[A run of records]
[BEGIN]

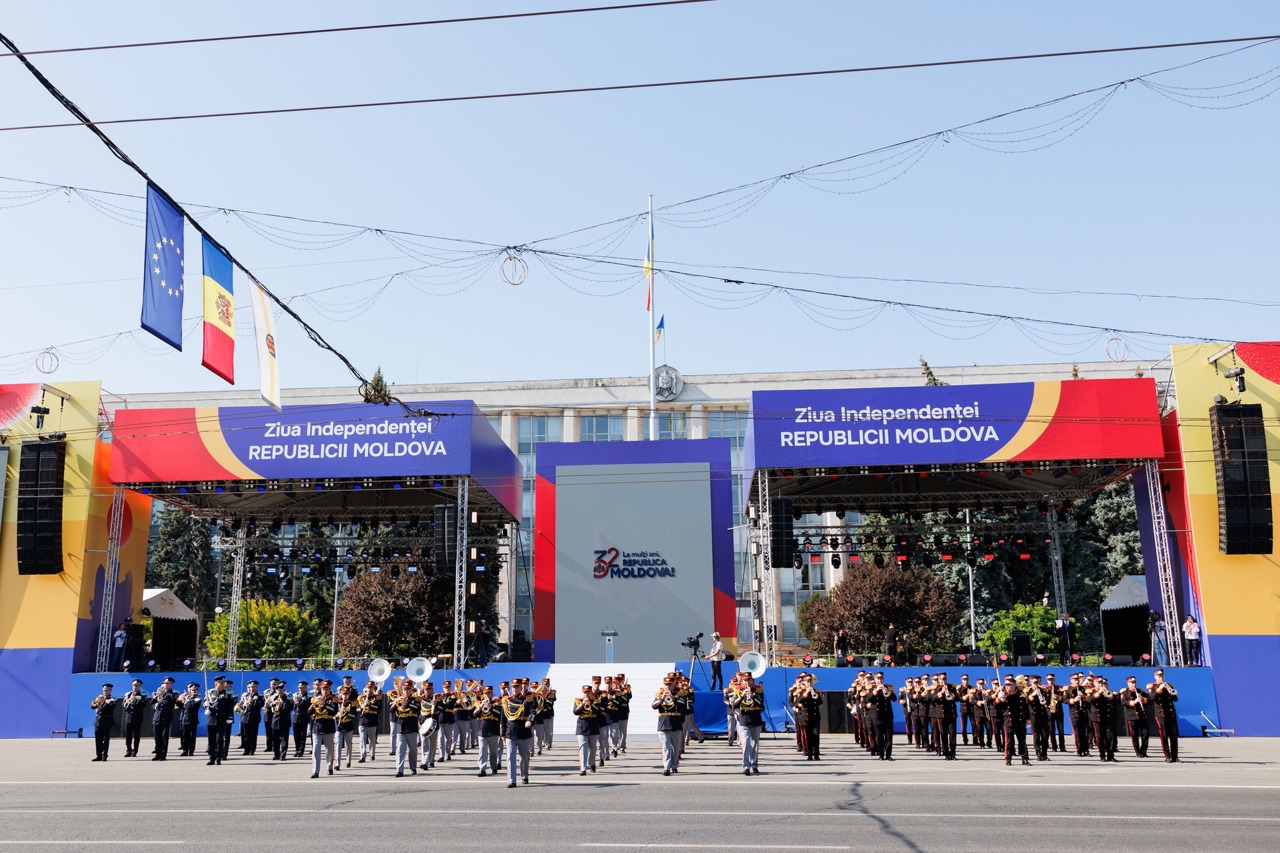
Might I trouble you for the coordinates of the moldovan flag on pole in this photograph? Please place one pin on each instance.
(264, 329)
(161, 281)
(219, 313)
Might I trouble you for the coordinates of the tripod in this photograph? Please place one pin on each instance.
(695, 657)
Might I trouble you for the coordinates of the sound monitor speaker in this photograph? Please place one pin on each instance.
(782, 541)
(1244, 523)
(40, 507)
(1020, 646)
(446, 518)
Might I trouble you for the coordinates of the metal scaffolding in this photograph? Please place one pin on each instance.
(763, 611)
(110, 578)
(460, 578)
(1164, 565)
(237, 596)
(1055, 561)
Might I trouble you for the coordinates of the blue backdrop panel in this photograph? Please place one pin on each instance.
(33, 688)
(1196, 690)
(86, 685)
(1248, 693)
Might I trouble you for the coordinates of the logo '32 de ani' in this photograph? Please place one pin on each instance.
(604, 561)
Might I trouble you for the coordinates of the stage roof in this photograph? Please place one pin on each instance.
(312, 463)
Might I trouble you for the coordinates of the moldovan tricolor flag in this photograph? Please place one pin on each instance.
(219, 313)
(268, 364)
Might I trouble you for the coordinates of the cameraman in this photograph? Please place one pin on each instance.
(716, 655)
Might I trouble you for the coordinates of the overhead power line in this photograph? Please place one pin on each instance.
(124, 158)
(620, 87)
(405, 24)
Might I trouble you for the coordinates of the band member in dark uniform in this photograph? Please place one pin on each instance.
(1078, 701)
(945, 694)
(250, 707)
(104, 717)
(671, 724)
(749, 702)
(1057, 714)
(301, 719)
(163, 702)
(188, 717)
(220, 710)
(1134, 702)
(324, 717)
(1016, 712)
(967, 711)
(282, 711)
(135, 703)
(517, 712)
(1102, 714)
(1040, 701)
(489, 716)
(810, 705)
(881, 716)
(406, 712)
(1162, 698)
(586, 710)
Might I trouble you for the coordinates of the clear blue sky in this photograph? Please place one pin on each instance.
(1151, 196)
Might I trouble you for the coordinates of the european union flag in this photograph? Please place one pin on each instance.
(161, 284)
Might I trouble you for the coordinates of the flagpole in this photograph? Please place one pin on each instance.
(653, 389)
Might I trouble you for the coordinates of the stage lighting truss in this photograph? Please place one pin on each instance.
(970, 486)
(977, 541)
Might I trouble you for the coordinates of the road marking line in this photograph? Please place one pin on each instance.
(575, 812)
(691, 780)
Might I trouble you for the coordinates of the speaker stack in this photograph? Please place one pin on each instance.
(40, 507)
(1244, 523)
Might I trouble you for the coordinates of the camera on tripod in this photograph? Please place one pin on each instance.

[END]

◆ **Given instruction**
Starting at the line that has "Might I trouble you for the coordinates of the clear" and continuing through the last of the records, write those lines out again with the requests included, shifting every coordinate by adding 98 to each of its numbers.

◆ **Result of the exercise**
Might I trouble you for the coordinates of the clear blue sky in this photograph? Please place one pin on each instance.
(1249, 294)
Might I trouble you for the coordinates of the european union flag in this photograph? Please place one pin on each instance.
(259, 382)
Might I trouble you for the coordinates of the flagpole in this photograph? Please place one pin on each instance.
(751, 487)
Might I trouble you for the coordinates of the stage lighting truss in this photograph? Please place one pin on each instance.
(1068, 584)
(1075, 639)
Might I trouble you for the coordinates of the road marking line in this photograph? Please place one pin on each instance.
(673, 910)
(789, 878)
Might I trouble you for the coordinates of the speaker stack in this photograph? Please place one pin on each instance.
(138, 605)
(1342, 621)
Might I trouble you for the coordinates of the camera on tripod in this photograph? Please place one pin on each instance.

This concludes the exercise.